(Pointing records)
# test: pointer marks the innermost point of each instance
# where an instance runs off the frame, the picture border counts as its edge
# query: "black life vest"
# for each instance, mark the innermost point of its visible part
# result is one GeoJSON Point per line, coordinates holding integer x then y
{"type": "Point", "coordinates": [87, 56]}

*GOAL OF THE EXERCISE*. Write out the records again, substituting "central" for every "innermost" and leaving everything else the same.

*ANSWER FOR THE TASK*.
# test: pointer marks the central point of each instance
# where an instance runs off the frame, the picture border counts as its edge
# query: "black life vest"
# for each instance, mark the central point of its visible part
# result is one GeoJSON Point per line, coordinates holding integer x then y
{"type": "Point", "coordinates": [87, 56]}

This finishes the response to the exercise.